── DOCUMENT EXTRACT ──

In Thamel, we begin with the giant letters introducing the Pragyaparamita, variously attributed to either legendary or historical Manjushrees or even the King of Poets, Pratap Malla. The last was known for his affinity for words, even when they didn’t amount to more than a list (as attested by the fragment "avtome winter lhivert" from his fifteen language inscription in Kathmandu Durbar Square).

But the point holds all the more. The respect accorded to the word did not mean one was obliged to understand it. The ritual readings of the Pragyaparamita, in Sanskrit, are incomprehensible to most of the Buddhist laity, even if they pay for the merit accrued through such a reading.

Rote learning has had its consequences in Nepal. Even in a modernising education system, the instinct has been to memorise and regurgitate. Education is a ritual that ends once a certificate is obtained, and employment is attained only through the manoeuvring of connections. It’s no wonder generations of Nepalis are ill prepared for the rapidly evolving skill-sets demanded by its economy. Ours is not a reflective culture; reading for leisure is an indulgence.

Thus the history of a bookstore in Kathmandu is not a history of the country it is located in, nor do its contents reflect the actual interests of its citizens. Libraries are virtually non-existent in the public eye, and the collection of 70,000 that grew out of Kaiser Shumsher Rana’s private collection, which was, until the earthquake, located in his old palace on Tridevi Marg, entertained barely 150 visitors a day.

More popular was the British Council’s old library on Kantipath, but there must have been pressing economic and intellectual justifications to trade it for a Learning Centre.

Bookshops in Kathmandu still make a living off textbooks. An emergent publishing culture lists towards homegrown and global celebrity bios. This is aspirational literature; people want to better themselves, and how better than by reading about despots, saints and rich bastards?

Bookshops in Thamel have always bucked this trend. They cater first and foremost to tourists of all stripes, for equally commercial reasons. Thus it was that Pilgrims Book House, which set up shop in Kathmandu in 1984, amassed a collection big on esoteric spirituality that none but the most dedicated of locals would dip into, but which a tourist or expat might enter (and exit) on a whim.

───

■ **WHAT THIS TASK INVOLVES**:
Write out the passage on Kathmandu bookshops above word for word, starting at "In Thamel, we" and ending at "such a reading.".

── RECORD SET ──

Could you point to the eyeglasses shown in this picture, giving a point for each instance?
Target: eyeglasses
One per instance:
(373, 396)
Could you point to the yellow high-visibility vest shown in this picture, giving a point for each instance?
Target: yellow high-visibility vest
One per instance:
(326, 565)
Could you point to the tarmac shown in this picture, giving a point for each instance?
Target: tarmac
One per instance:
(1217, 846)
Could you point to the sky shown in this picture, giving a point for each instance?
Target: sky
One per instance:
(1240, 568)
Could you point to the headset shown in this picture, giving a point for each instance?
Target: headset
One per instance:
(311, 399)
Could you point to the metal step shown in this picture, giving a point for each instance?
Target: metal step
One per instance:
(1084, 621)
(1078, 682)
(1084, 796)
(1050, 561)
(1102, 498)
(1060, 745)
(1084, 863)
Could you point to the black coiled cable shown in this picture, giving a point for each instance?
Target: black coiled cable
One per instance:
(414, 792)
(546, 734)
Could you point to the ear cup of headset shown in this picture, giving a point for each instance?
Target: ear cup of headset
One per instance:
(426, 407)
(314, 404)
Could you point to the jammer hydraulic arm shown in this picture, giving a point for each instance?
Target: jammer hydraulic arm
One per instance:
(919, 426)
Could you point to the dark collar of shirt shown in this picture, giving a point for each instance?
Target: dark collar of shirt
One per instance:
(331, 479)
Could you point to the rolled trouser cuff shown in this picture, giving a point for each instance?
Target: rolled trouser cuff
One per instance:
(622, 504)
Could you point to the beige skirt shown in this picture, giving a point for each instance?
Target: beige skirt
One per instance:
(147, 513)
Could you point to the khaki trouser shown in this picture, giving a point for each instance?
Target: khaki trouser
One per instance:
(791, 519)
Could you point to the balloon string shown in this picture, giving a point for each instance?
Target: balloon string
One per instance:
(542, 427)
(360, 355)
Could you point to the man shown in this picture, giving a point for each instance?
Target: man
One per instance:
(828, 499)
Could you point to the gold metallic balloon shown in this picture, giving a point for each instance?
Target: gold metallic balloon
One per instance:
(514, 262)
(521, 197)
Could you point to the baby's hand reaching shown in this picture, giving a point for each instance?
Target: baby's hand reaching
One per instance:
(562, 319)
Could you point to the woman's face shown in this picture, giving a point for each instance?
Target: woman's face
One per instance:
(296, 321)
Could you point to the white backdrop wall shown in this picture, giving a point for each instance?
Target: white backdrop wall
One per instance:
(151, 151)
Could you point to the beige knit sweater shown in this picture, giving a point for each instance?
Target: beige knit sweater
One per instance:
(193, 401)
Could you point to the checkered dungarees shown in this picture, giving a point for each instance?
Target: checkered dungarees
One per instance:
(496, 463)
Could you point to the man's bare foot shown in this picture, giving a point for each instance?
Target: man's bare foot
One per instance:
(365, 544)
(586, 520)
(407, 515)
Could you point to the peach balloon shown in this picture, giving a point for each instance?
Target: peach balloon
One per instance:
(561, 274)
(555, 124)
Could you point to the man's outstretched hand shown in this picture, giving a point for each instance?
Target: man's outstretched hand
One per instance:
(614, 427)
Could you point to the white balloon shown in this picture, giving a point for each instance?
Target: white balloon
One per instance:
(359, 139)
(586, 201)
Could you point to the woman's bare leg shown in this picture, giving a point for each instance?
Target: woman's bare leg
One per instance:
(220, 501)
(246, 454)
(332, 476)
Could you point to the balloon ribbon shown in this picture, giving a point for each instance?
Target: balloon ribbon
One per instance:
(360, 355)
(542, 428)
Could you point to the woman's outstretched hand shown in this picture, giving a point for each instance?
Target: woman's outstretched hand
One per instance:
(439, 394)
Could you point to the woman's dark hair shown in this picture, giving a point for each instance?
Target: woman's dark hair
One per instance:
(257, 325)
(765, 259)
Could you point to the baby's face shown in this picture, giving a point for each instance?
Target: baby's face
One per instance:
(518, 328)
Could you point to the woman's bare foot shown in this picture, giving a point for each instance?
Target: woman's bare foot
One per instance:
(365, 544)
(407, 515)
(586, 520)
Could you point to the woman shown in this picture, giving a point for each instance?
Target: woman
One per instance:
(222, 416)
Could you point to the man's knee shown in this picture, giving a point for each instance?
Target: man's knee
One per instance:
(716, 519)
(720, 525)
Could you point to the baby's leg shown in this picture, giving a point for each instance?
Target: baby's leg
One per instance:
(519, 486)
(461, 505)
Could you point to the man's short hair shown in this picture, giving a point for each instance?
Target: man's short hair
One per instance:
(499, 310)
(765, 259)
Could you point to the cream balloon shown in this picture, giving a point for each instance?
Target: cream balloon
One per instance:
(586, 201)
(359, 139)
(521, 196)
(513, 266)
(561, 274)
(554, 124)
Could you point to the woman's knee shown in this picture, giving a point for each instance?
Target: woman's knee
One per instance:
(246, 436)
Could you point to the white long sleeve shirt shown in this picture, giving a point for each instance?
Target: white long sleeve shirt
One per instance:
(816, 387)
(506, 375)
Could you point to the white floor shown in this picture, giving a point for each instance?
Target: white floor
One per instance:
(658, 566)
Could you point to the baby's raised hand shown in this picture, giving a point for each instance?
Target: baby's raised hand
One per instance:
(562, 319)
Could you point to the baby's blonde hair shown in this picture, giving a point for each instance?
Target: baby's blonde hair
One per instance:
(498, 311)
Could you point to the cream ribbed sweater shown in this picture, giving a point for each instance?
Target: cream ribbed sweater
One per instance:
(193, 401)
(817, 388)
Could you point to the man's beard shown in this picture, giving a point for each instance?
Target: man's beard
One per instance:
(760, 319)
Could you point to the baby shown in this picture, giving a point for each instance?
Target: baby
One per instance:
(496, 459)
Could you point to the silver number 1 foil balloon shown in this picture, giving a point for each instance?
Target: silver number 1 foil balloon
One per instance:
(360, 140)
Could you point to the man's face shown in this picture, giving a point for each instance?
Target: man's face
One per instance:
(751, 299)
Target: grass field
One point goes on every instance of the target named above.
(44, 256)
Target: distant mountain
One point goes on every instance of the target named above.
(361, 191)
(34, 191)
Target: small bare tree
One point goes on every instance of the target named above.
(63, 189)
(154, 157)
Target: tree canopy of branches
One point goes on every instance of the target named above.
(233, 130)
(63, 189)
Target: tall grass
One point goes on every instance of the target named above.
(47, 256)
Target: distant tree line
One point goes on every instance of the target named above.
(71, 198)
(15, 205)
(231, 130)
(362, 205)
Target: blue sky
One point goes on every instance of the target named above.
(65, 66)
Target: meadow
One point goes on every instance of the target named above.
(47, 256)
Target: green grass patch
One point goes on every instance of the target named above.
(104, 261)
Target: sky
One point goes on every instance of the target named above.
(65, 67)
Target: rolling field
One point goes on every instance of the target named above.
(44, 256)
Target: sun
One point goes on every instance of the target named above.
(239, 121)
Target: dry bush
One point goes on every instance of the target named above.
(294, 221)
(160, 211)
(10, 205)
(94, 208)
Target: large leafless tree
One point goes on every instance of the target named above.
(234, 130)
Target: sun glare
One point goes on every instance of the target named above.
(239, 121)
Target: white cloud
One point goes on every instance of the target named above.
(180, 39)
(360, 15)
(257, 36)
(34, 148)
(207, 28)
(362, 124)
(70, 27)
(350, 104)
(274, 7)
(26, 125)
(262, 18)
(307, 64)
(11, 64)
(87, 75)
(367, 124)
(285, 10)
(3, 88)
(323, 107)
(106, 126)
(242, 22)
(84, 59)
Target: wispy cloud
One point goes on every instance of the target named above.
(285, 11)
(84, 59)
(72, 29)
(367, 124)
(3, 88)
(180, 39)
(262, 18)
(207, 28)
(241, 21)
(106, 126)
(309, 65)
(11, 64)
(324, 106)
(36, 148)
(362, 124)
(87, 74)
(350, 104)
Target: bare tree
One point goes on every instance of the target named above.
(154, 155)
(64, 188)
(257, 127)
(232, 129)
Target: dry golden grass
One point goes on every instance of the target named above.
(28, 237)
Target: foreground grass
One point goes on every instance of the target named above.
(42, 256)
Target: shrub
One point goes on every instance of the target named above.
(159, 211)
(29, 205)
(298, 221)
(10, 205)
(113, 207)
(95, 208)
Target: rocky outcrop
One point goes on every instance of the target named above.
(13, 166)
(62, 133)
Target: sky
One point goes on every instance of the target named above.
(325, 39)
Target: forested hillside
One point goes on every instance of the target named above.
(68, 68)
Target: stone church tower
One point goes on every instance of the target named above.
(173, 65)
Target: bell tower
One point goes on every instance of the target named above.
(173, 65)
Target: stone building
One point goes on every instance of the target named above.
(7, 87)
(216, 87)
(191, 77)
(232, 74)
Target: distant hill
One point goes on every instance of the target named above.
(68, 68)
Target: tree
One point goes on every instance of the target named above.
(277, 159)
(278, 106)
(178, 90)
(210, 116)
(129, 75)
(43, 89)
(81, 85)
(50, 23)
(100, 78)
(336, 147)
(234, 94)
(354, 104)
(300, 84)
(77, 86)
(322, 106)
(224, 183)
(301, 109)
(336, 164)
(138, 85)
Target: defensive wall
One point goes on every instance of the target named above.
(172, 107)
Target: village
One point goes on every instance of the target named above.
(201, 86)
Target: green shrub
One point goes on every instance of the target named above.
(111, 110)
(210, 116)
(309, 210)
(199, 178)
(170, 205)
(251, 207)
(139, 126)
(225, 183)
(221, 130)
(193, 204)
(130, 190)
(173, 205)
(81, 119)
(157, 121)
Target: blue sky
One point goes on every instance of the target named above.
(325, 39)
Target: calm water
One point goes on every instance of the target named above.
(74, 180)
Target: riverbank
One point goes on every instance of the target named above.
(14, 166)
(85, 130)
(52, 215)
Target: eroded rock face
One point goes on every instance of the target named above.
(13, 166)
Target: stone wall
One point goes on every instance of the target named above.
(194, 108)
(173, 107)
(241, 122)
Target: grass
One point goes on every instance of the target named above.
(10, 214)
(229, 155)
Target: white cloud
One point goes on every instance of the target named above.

───

■ **RESULT OF THE EXERCISE**:
In Thamel, we begin with the giant letters introducing the Pragyaparamita, variously attributed to either legendary or historical Manjushrees or even the King of Poets, Pratap Malla. The last was known for his affinity for words, even when they didn’t amount to more than a list (as attested by the fragment "avtome winter lhivert" from his fifteen language inscription in Kathmandu Durbar Square).

But the point holds all the more. The respect accorded to the word did not mean one was obliged to understand it. The ritual readings of the Pragyaparamita, in Sanskrit, are incomprehensible to most of the Buddhist laity, even if they pay for the merit accrued through such a reading.